* _GIVEN EXERCISE 1_
Answer these from the forum comments on the KRS:
(a) Which province or county of Sweden does the KRS mention?
(b) What kind of rocks was the KRS found surrounded by?
(c) How often does Craig say he visits the site?
* _GIVEN EXERCISE 2_
Write what comes next in the forum comments on the KRS, picking up after their last line.

Not America, as geography wasn't so neatly defined in medieval times, but North America. For this hypothesis to work, one would have to believe that the general shape of NA was known at the time, of course. Also, one would have to believe that various methods of guidance was available at the time. For example, there is a very real mapped (by me), geographical line that runs from Duluth to KRS hill, then to the exact, very site where the Whetstone River is located in nearly SD. This is the area with abundant stoneholes, which I believe are associated with the KRS in some way, since the KRS was found surrounded by such rocks. Is this too much to be coincidence, is the question?

Titus pullo, for all this to make sense, one would then have to conclude that a group of medieval explorers came to find the center of North America. Otherwise, is all this coincidence? In my own mind, this is too much to be coincidence. Therefore, it looks like some kind of "proto-Swedish" or Scandinavian group came here with the idea of first exploring, then settling, but from the center of the land mass rather than an edge. There is a definite Swedish connection, because the KRS mentions Gataland, a province or county of Sweden.

I think this group of obviously Scandinavian people thought they could go to the very center of the New Land and make a grab from the very center. Who would think this way? Not necessary the Knights Templar, but military remnants could have been involved to protect the higher interests...perhaps monks who enjoyed working with so-called sacred geometry. Perhaps sacred geometry would have desired a central beginning point, rather than a more usual coastal invasion, or land grab.

You are astute in wanting to know why an expedition would go so far inland. It makes no sense whatsoever...but it seems to have happened.

There is nothing wrong with looking for further answers about the KRS, but a certain amount of patience is required.

Thanks for your question, poised with patience and without malice.

Who will now bring forth the necessary Skeptic's Blog Malice for us daring to delve "too deeply" into the KRS? The subject is not taboo as long as someone wants to learn, and it is my prerogative to join in a public debate on the KRS; take some flak and then move on. I like to teach people what I've learned when they're open to it.

Gunn control? Forget it...for one thing, I like it when folks call me Gunn. What say we talk more about Jason's Waterloo? All it takes is the right question to flip the door open again. Thanks, Titus pullo!

Reply
Craig
9/5/2013 09:13:52 pm

While I rarely post here, I am a daily visitor. One of the things I do enjoy is the comments section. Almost daily it is filled with intelligent posters who give me cause to evaluate many of my own biases and opinions.

Having said that, it should be noted that most of the posters here do support Jason and are aggressive and somewhat intolerant toward those with different views. In other words, it does not come across as a fair fight.

Even though I consider myself a skeptic, I am disappointed that Jason and others seem to be content with what seems to be one of the last dissenting opinions leaving the site.. Do I believe everything (or even anything) Gunn writes? No, but he is intelligent and is one of the few posters here that can get me to spend the next couple hours researching some of these topics.

Jason, to be clear, I have learned much from your blog and think you are brilliant in many areas. I also believe you try to be fair in how you treat those that participate here. However, in my opinion, people like Gunn, Wolter when he was posting here, and others, actually enrich the site.

Just my opinion.

* _Dataset excerpt_
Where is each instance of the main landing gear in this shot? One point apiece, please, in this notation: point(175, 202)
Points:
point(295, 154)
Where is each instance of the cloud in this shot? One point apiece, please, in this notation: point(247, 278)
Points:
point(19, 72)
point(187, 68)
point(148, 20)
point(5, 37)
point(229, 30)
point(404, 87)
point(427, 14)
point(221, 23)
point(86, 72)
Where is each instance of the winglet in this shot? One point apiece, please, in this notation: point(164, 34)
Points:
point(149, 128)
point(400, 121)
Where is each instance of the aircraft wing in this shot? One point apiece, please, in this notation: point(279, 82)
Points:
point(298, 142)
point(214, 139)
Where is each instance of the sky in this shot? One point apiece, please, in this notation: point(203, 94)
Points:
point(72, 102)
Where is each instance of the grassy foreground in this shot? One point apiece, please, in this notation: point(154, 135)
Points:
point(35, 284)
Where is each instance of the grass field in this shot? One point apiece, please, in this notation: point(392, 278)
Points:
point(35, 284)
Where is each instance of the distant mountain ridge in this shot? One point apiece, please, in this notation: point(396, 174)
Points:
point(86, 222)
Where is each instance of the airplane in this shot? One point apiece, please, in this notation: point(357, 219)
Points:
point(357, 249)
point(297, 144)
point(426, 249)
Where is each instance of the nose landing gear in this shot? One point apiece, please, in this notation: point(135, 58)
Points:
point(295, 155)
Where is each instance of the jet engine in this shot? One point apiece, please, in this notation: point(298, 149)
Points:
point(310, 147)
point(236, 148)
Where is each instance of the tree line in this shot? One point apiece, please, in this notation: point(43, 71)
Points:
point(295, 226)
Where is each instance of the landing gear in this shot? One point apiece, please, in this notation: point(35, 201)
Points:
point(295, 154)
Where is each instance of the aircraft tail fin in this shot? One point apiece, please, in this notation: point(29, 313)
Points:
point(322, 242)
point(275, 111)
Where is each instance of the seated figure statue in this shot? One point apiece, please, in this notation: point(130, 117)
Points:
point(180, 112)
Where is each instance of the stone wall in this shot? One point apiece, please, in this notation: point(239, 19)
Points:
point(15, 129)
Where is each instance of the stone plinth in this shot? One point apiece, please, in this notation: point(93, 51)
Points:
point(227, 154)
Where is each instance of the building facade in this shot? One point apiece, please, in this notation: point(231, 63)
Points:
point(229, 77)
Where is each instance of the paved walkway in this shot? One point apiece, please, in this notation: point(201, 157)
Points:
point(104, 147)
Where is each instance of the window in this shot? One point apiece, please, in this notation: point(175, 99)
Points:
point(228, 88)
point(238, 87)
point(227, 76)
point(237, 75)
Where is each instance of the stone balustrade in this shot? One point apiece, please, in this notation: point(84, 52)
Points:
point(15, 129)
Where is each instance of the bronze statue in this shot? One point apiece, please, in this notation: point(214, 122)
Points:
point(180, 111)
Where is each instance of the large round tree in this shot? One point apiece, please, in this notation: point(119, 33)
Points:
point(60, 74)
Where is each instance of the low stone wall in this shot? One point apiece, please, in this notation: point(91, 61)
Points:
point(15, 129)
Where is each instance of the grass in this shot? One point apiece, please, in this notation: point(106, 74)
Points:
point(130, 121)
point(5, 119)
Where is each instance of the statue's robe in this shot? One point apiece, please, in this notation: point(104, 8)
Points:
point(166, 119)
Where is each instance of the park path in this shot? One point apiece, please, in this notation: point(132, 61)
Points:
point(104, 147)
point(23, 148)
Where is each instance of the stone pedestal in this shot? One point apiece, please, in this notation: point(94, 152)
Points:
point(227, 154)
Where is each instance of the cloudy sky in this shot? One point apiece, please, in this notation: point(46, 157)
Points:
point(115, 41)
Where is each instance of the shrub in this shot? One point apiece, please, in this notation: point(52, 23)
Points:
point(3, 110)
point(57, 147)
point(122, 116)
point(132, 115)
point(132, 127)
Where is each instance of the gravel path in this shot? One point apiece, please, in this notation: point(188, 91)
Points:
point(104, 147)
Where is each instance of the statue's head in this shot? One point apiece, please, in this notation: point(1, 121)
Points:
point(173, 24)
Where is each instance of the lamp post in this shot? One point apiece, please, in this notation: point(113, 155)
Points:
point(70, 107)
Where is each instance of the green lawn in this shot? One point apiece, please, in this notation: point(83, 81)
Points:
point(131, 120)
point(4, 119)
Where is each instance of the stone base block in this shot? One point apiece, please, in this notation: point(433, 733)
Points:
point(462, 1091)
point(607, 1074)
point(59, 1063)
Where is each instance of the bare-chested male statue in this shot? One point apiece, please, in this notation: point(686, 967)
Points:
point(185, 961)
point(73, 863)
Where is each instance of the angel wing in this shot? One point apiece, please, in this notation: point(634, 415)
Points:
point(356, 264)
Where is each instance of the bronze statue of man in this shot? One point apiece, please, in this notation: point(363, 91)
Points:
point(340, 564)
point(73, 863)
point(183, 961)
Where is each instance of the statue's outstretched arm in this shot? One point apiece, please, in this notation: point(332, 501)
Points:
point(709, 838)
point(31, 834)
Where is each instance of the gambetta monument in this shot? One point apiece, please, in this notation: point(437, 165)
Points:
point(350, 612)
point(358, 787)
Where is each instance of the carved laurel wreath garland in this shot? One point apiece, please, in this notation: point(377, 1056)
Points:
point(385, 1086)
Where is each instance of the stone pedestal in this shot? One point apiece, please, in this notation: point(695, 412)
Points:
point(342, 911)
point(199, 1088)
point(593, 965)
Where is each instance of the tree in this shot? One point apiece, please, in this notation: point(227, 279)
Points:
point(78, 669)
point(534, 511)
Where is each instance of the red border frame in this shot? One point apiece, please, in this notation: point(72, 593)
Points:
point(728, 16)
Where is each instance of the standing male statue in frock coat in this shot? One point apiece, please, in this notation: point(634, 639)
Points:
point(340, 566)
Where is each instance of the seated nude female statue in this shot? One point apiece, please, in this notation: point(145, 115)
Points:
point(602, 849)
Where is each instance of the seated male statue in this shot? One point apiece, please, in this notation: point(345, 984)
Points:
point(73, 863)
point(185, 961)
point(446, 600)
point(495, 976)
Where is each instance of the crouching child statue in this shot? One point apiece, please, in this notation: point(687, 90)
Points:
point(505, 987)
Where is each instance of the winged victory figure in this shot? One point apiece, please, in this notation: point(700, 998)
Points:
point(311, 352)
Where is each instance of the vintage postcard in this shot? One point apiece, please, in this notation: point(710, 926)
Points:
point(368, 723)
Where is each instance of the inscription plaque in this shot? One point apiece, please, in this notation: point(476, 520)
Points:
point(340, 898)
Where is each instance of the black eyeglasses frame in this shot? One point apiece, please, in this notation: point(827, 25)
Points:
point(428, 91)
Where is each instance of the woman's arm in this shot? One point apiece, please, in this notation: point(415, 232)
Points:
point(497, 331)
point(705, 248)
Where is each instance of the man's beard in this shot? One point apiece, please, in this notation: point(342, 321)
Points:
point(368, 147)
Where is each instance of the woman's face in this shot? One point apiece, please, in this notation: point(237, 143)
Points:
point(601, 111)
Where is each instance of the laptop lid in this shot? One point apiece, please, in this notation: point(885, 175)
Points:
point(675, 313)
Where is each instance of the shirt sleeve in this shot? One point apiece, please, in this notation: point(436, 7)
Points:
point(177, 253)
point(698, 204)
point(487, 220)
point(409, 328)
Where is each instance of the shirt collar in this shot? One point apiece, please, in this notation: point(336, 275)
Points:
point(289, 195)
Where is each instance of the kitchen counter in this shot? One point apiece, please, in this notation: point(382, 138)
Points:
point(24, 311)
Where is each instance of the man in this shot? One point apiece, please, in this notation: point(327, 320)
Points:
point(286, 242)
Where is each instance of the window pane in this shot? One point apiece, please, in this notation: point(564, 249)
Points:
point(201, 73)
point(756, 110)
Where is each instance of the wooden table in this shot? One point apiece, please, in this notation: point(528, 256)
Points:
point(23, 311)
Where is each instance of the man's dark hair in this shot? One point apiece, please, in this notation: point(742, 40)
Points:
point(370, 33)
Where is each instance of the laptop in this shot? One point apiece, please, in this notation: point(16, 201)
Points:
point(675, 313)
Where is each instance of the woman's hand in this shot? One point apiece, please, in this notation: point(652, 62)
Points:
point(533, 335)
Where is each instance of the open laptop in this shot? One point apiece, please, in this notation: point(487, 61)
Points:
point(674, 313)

* _EXERCISE RESULT 1_
(a) Gataland
(b) Stoneholes
(c) Daily

* _EXERCISE RESULT 2_
Reply
Jason Colavito link
9/5/2013 11:33:02 pm

I've never censored other viewpoints, and I'm happy to let people post as they'd like. In the case of "Gunn," the problem is twofold: First that he has become particularly aggressive in attacking people, including me, personally. How happy should I be to receive daily attacks telling me I'm going to hell? I could do without the daily condemnation. Second, that he hijacks every topic to discuss his pet idea, even when it is irrelevant or inappropriate.

It's not about his point of view but rather how he goes about advocating it.

Reply
Christopher Randolph
9/6/2013 02:59:29 am

I don't think anyone's being "intolerant to people with different views." Making up fairy tales out of whole cloth and insisting that this is factual, objective reality is not a 'different view,' it's being factually incorrect.

No one needs to tolerate abuse. For decades now there's been this bizarre movement to suggest that not letting someone tell you you're going to hell or letting someone hijack a conversation or not intruding on someone's fantasy world with facts is being 'intolerant.'

I have no idea what part of anyone who doesn't want to discuss how correct Gunn is about the KRS being stupid hellspawn is considered intelligent, charming or valuable. I have no idea why after someone spends hours typing about leaving that people shouldn't look forward to that actually happening.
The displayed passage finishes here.